# Start of EXTRACTED RECORDS

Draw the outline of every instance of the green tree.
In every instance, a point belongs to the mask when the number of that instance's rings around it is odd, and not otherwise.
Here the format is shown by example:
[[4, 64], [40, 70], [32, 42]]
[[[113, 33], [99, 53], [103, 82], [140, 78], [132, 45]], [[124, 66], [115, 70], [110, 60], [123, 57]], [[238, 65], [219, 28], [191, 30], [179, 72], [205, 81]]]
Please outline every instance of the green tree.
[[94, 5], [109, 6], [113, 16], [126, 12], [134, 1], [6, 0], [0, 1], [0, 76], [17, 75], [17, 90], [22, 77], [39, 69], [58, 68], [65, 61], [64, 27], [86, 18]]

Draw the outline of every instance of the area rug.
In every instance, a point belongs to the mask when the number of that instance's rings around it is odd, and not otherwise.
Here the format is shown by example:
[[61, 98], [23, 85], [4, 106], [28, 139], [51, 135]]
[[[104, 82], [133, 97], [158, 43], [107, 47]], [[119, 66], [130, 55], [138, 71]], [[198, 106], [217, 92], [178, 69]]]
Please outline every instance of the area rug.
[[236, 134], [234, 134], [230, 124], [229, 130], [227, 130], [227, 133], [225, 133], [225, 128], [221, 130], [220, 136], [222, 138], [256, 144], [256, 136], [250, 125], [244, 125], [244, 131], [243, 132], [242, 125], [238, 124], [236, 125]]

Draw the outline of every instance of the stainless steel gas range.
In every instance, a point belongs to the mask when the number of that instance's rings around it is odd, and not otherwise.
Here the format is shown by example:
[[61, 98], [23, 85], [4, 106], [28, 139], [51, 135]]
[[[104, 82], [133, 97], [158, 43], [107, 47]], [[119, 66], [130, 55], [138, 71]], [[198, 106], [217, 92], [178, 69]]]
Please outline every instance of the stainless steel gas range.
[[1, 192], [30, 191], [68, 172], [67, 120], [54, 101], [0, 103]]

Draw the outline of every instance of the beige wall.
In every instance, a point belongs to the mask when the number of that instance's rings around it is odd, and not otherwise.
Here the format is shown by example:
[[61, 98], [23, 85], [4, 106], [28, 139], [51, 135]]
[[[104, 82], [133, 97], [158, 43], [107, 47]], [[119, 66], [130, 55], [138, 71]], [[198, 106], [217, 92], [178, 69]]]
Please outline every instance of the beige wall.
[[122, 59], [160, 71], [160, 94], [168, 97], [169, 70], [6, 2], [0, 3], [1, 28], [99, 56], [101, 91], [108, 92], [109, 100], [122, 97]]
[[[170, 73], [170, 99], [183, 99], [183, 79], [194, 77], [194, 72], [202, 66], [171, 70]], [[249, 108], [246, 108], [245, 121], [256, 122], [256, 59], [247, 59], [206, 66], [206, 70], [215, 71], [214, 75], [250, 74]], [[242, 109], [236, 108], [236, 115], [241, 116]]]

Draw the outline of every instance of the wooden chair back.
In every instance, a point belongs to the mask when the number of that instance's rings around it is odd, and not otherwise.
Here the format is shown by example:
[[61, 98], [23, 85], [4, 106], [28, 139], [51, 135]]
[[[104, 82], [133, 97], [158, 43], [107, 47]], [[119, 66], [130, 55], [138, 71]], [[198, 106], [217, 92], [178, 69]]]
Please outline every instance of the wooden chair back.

# End of EXTRACTED RECORDS

• [WHAT THE TASK REQUIRES] Reproduce all of the material above verbatim, line for line.

• [RESPONSE FOR THIS EXERCISE]
Draw the outline of every instance of the green tree.
In every instance, a point belongs to the mask when the number of that instance's rings around it is odd, and not otherwise.
Here the format is shown by example:
[[4, 64], [40, 70], [32, 42]]
[[[113, 33], [99, 53], [103, 82], [140, 78], [132, 45]], [[124, 66], [115, 70], [110, 60], [123, 57]], [[238, 65], [219, 28], [191, 30], [179, 72], [205, 81]]]
Please outline every instance of the green tree.
[[94, 5], [109, 6], [113, 16], [126, 12], [134, 1], [6, 0], [0, 1], [0, 76], [17, 75], [17, 90], [22, 77], [39, 69], [58, 68], [65, 61], [64, 27], [86, 18]]

Draw the outline of every instance of the area rug.
In every instance, a point belongs to the mask when the number of that instance's rings around it is odd, and not otherwise.
Here the format is shown by example:
[[61, 98], [23, 85], [4, 106], [28, 139], [51, 135]]
[[[104, 82], [133, 97], [158, 43], [107, 47]], [[119, 66], [130, 55], [138, 71]], [[198, 106], [217, 92], [178, 69]]]
Please outline every instance of the area rug.
[[236, 134], [234, 134], [230, 124], [229, 130], [227, 130], [227, 133], [225, 133], [225, 128], [221, 130], [220, 136], [222, 138], [256, 144], [256, 136], [250, 125], [244, 125], [244, 131], [243, 132], [242, 125], [238, 124], [236, 125]]

Draw the outline of every instance of the stainless steel gas range.
In every instance, a point belongs to the mask when the number of that instance's rings around it is odd, and not otherwise.
Here the format is shown by example:
[[61, 98], [23, 85], [4, 106], [28, 139], [51, 135]]
[[[104, 82], [133, 97], [158, 43], [107, 47]], [[119, 66], [130, 55], [138, 71]], [[198, 106], [217, 92], [178, 69]]]
Please outline every instance of the stainless steel gas range.
[[1, 192], [30, 191], [68, 172], [67, 120], [54, 101], [0, 103]]

Draw the outline of every instance of the beige wall.
In every instance, a point belongs to the mask when the number of that instance's rings around it is odd, and not otherwise.
Here the format is shown by example:
[[61, 98], [23, 85], [4, 106], [28, 139], [51, 135]]
[[[104, 82], [133, 97], [158, 43], [107, 47]], [[119, 66], [130, 55], [138, 71]], [[198, 106], [217, 92], [178, 69]]]
Please outline every instance of the beige wall.
[[122, 59], [160, 71], [160, 94], [168, 97], [169, 70], [6, 2], [0, 3], [1, 28], [99, 56], [101, 91], [108, 92], [109, 100], [122, 97]]
[[[170, 73], [170, 99], [183, 99], [183, 79], [194, 77], [194, 72], [202, 66], [171, 70]], [[249, 108], [246, 108], [245, 121], [256, 122], [256, 59], [247, 59], [206, 66], [206, 70], [215, 71], [214, 75], [250, 74]], [[242, 109], [236, 108], [236, 115], [241, 116]]]

Draw the outline of every instance of the wooden chair back.
In every instance, a point belongs to the mask when the number of that instance's rings around it is odd, and not otherwise.
Here the format is shown by example:
[[61, 98], [23, 85], [4, 106], [28, 139], [51, 135]]
[[[104, 82], [133, 97], [158, 43], [107, 47]], [[119, 66], [130, 55], [138, 71]], [[198, 106], [217, 92], [178, 69]]]
Please outline every instance of the wooden chair back.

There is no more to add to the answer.